#### [Instructions to follow]
Swap "decorative cornice" for "ornamental cornice" in the stretch of rows from the line that contains "like [(170, 492)]." through the line that contains "[(409, 181), (450, 263), (346, 127), (358, 118), (396, 188)]", and give back only those lines with nothing else changed.

== Data for this task ==

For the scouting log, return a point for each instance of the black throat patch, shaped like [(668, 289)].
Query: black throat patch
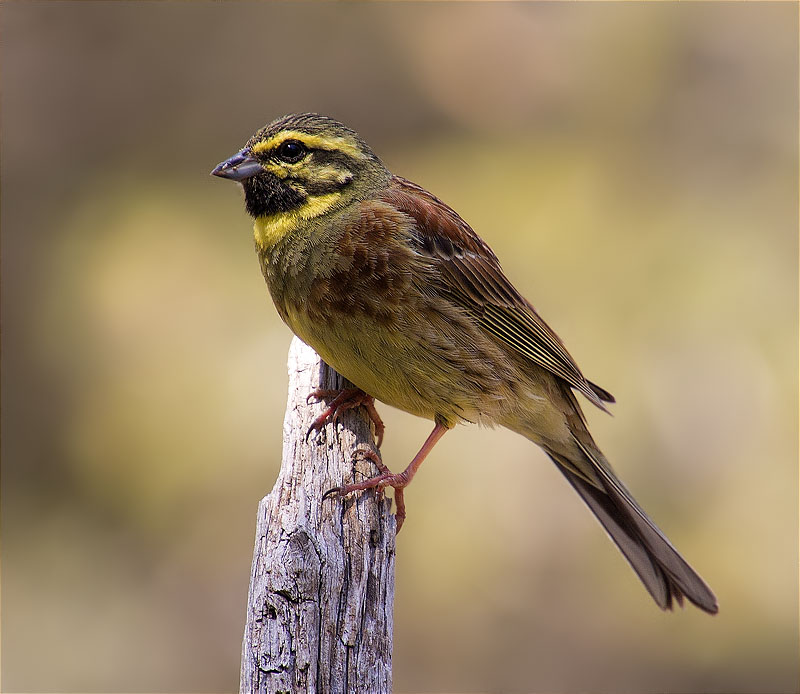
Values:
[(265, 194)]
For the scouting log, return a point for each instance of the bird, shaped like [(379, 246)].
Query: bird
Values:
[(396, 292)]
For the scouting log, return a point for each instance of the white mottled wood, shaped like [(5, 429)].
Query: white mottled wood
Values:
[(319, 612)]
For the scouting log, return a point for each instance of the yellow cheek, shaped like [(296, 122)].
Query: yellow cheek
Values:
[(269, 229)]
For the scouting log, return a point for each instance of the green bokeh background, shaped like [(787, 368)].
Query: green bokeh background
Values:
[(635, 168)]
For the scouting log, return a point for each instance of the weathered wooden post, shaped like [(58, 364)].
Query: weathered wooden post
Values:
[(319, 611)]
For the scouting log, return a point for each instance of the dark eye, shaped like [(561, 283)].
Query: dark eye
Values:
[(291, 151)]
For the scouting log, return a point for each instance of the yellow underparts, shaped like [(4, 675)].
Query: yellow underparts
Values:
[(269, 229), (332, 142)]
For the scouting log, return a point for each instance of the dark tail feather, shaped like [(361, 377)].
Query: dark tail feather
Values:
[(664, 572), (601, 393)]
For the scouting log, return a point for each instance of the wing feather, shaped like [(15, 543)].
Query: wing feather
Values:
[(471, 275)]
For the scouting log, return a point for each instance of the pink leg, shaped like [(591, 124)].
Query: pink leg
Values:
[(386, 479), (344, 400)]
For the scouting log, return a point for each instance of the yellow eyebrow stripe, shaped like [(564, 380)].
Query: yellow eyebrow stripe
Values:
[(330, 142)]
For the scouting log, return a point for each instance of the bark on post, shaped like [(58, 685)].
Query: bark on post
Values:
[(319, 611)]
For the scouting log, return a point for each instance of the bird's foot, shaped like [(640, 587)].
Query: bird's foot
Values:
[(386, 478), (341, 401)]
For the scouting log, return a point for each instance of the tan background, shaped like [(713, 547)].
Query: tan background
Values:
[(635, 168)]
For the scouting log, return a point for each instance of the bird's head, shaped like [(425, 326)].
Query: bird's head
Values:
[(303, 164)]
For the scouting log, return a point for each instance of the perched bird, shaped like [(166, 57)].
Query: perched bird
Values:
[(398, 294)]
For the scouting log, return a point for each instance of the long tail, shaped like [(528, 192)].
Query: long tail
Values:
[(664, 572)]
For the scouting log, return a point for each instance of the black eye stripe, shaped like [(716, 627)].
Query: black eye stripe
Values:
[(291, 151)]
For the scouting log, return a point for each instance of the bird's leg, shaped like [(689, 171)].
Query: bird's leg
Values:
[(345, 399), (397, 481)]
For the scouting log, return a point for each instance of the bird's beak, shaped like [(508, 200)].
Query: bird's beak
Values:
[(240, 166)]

===
== Data for this task ==

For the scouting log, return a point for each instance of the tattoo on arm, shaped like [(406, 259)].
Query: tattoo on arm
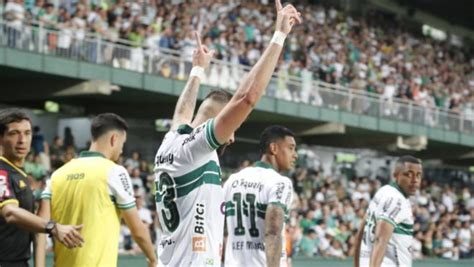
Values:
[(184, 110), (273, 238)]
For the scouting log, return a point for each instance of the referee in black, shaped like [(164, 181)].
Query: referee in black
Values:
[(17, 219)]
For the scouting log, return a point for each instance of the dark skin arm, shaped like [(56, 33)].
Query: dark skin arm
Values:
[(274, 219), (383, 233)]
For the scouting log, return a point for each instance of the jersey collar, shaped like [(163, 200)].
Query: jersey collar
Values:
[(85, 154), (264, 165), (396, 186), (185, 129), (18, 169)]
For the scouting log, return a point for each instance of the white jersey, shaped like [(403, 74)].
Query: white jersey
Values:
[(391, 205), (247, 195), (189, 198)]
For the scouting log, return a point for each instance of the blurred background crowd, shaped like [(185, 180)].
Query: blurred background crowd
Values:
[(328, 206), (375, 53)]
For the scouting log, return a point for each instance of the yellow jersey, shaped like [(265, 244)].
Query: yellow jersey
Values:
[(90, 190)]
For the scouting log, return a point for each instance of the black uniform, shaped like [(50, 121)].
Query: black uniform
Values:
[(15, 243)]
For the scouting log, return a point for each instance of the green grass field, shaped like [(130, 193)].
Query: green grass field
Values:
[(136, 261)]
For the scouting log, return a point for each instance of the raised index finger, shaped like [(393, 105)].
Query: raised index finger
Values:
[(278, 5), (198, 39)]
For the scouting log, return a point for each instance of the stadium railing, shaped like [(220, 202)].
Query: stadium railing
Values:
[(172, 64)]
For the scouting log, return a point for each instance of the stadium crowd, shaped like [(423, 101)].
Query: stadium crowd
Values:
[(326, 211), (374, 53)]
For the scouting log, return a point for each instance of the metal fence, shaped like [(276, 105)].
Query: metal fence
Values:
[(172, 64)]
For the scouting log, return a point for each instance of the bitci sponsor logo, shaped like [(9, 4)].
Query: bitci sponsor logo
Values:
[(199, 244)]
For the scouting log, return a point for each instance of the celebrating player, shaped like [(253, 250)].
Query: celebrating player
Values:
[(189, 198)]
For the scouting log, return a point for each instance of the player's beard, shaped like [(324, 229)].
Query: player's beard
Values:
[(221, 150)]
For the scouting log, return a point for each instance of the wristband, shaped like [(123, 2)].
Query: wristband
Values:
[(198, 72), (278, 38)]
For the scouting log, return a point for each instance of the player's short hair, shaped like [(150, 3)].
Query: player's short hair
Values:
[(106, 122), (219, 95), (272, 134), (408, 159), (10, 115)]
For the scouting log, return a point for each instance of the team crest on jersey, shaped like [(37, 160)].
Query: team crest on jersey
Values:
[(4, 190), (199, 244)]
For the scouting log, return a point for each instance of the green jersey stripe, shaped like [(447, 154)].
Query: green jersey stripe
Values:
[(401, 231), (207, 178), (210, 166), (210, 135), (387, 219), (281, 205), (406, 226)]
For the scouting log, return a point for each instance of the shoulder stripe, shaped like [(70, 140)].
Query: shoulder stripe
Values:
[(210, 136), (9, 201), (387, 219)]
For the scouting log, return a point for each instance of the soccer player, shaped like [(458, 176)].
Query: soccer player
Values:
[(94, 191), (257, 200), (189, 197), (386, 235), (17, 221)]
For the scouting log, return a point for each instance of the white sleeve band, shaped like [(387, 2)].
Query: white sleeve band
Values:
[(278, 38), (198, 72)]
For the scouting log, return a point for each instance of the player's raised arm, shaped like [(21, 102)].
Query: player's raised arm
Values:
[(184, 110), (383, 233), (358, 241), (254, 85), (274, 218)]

===
== Data for this task ==

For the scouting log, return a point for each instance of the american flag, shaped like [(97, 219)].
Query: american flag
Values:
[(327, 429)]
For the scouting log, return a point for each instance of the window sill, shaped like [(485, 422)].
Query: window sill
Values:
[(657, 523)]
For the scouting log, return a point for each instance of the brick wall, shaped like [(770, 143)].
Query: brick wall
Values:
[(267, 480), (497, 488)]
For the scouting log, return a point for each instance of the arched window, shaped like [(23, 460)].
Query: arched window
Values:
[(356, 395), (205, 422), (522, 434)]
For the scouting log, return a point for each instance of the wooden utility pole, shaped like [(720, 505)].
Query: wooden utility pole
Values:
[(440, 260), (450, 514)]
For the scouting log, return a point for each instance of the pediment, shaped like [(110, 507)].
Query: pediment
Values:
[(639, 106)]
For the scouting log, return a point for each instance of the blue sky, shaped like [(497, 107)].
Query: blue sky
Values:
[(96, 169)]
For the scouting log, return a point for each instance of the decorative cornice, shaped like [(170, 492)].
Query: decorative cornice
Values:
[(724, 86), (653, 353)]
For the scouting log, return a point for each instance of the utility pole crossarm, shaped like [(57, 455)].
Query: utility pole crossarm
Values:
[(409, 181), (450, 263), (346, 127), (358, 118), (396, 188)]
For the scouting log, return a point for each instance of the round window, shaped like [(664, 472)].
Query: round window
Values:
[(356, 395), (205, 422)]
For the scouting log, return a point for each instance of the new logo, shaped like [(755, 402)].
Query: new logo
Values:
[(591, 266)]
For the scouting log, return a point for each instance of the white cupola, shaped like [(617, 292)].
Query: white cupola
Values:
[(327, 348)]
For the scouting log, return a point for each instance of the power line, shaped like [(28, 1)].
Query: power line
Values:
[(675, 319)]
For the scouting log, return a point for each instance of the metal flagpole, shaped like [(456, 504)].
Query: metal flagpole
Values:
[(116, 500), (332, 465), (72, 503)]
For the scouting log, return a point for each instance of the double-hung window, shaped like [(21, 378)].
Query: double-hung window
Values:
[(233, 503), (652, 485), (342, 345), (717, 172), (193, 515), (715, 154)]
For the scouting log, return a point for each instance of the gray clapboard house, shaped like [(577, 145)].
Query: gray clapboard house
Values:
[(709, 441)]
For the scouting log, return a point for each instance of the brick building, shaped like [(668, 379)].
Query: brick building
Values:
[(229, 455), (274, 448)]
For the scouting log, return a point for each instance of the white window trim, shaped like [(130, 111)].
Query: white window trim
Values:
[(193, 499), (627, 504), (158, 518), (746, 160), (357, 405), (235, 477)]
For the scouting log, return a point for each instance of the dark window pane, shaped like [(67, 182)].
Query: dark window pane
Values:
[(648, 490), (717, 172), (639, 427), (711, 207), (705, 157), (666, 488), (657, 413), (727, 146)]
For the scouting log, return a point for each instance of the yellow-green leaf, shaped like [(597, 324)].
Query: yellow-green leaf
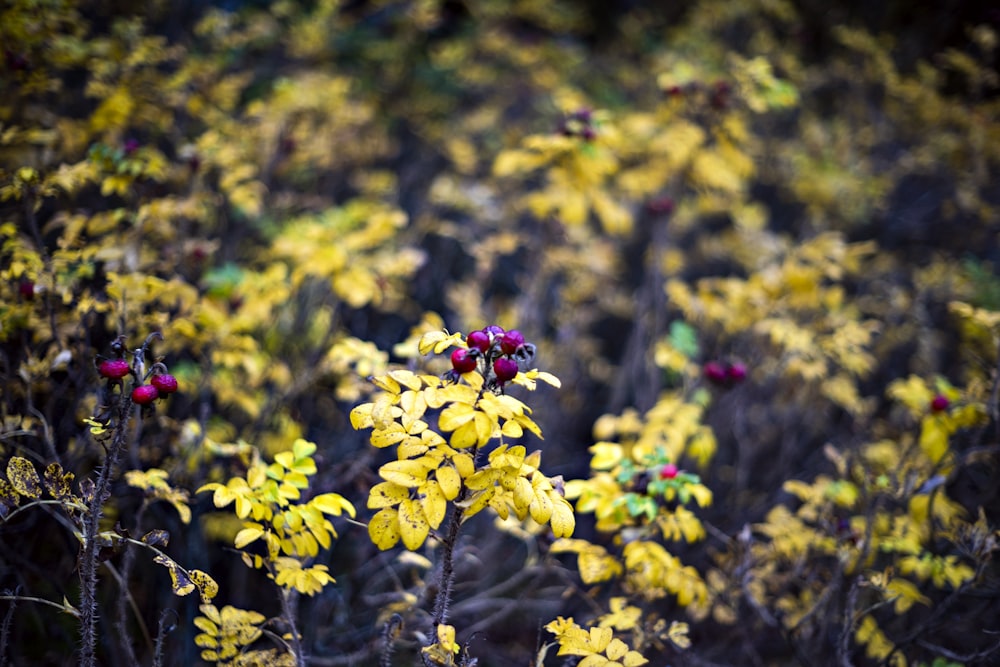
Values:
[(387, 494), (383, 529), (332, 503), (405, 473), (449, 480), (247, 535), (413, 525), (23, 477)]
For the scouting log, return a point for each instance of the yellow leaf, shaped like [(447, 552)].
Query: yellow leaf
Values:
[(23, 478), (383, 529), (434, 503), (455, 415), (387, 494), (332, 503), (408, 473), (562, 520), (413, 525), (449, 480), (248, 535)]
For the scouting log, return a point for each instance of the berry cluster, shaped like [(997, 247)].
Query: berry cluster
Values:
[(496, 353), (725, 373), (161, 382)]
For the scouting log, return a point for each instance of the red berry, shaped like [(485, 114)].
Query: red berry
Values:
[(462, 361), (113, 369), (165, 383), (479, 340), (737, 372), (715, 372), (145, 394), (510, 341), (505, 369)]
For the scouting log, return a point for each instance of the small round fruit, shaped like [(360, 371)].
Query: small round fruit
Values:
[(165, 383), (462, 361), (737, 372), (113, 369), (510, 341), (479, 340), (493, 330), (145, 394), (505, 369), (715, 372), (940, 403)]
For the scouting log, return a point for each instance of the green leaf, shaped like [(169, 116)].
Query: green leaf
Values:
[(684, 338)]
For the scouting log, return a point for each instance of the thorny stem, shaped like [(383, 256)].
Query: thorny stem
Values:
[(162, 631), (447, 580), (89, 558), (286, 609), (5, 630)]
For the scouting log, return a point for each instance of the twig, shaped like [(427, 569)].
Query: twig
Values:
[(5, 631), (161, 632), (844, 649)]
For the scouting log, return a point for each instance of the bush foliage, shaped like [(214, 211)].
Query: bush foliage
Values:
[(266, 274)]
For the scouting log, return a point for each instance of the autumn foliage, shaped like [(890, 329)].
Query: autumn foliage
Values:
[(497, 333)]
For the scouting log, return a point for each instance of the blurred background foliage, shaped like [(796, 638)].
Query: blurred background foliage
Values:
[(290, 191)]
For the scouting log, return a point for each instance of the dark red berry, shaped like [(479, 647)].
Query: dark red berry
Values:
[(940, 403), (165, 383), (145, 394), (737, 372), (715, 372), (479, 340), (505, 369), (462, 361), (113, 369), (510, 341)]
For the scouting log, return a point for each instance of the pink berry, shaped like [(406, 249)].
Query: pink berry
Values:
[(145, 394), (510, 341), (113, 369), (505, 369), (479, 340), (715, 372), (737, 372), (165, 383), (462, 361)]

===

#### [Answer in full]
For the scouting log, return a point for each instance of the ornamental cornice, shaped like [(170, 492)].
Query: ornamental cornice
Values:
[(724, 86), (653, 353)]
For the scouting log, return a point for each instance of the utility pole crossarm, shaped like [(57, 455)].
Query: utility pole crossarm
Values:
[(409, 181), (450, 263), (346, 127), (358, 118), (396, 188)]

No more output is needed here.